提供された文章
🐠

Stable Diffusion を M2 Macのpipenvで動かす

2022/08/24に公開

Python

macOS

PyTorch

tech

Stable Diffusionがオープンソースで公開されたので、色々できそうだと思って試してみました。
とはいえ、手元にNvidiaのGPUなんて持っておらず、最近だとpytorchでApple Silicon搭載のGPUが使えるというのも耳にしていたのでそれでうまいことできないかと考えながらやっていきました。
また、個人的にpipenvが好きなのでcondaの代わりにこれを使ってます。

とりあえず無事コードが動くようになるまで。

1. 環境

M2のMacBook Air
- cpu: 8コア
- memory: 16GB
- GPU: 10コア
pipenv

2. 環境構築の前準備

すでにいろんな方が試されていたので、それを参考に進めていきました。

Githubからコードのcloneと事前学習済みのモデルのダウンロードをやっていきます。

https://huggingface.co/CompVis

その前にインストール諸々をする中で必要なものがあったのをbrewで入れたので書いておきます。この辺りは状況によって違うと思うので、エラーが出たらその都度見つつ必要なものを入れていけばいいのではないかと思います。

brew install cmake rust protobuf

下のエラーに対応して入れました。

cmake: invisible-watermarkでCould not find cmake executable!
rust: invisible-watermarkでProtobuf compiler not found
protobuf: transformersでcan't find Rust compiler

また、事前学習済みのモデル(今回はstable-diffusion-v-1-4-originalを利用)のダウンロードにhuggingfaceのアカウント登録とアクセス申請が必要だったので、これもしておきました。

指示 1
Stable Diffusionの記事から、「すでにいろんな方が試されていたので、それを参考に進めていきました。」を含む語句で始まり「いいのではないかと思います。」で終わる部分をそのまま抜き出すこと。
指示 2
記録のうち、「of the front」を含む行から「[(394, 167)]」を含む行まで（両端の行を含む）を、「curb」を「sidewalk edge」に置き換えて書き直すこと。ほかは何も変えず、その範囲の行だけを出す。

抽出した記録
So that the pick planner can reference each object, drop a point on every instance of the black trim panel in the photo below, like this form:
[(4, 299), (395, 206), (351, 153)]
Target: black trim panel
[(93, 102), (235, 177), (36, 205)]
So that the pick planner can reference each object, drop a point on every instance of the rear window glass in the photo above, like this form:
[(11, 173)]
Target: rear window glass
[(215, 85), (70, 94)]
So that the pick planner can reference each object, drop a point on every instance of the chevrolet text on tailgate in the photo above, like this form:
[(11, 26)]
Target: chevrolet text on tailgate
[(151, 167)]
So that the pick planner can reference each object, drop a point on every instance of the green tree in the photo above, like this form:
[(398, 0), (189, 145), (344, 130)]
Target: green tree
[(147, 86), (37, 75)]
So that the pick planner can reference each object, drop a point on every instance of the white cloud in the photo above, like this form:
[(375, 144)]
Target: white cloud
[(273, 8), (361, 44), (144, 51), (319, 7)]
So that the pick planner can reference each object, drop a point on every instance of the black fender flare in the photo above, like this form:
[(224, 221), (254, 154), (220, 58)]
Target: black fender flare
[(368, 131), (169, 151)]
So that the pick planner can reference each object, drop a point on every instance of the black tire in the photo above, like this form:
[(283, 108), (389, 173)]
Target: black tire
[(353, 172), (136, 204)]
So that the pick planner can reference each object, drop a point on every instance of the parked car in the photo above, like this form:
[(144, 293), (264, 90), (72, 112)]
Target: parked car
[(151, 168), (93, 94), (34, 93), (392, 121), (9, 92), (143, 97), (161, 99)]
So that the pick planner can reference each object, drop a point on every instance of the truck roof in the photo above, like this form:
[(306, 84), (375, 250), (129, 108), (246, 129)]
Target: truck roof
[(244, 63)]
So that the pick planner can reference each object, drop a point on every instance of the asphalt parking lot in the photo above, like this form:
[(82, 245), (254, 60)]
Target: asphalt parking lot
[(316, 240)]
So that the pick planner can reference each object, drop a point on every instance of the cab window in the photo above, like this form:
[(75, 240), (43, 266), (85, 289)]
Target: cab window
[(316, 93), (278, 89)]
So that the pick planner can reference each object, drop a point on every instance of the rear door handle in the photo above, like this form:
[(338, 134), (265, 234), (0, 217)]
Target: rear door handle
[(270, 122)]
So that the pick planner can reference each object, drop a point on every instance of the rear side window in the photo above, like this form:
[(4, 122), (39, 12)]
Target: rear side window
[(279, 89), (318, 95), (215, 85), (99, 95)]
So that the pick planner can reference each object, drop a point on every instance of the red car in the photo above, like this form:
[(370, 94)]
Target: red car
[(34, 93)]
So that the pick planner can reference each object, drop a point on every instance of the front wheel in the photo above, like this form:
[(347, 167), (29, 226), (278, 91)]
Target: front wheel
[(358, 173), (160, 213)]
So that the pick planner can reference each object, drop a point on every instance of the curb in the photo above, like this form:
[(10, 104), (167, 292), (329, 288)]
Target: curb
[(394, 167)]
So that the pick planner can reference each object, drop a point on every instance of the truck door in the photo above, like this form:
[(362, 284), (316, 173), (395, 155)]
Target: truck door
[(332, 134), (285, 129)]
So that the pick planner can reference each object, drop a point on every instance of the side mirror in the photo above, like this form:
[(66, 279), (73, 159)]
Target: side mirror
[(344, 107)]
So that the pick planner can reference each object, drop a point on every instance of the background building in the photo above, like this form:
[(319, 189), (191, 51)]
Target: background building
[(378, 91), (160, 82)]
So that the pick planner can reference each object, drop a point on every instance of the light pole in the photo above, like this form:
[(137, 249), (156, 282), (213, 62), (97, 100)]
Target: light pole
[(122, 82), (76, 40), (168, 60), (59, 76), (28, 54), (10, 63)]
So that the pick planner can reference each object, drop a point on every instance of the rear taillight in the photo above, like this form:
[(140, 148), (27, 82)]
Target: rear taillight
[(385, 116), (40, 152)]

結果 1
すでにいろんな方が試されていたので、それを参考に進めていきました。

Githubからコードのcloneと事前学習済みのモデルのダウンロードをやっていきます。

https://huggingface.co/CompVis

その前にインストール諸々をする中で必要なものがあったのをbrewで入れたので書いておきます。この辺りは状況によって違うと思うので、エラーが出たらその都度見つつ必要なものを入れていけばいいのではないかと思います。

結果 2
So that the pick planner can reference each object, drop a point on every instance of the front wheel in the photo above, like this form:
[(347, 167), (29, 226), (278, 91)]
Target: front wheel
[(358, 173), (160, 213)]
So that the pick planner can reference each object, drop a point on every instance of the sidewalk edge in the photo above, like this form:
[(10, 104), (167, 292), (329, 288)]
Target: sidewalk edge
[(394, 167)]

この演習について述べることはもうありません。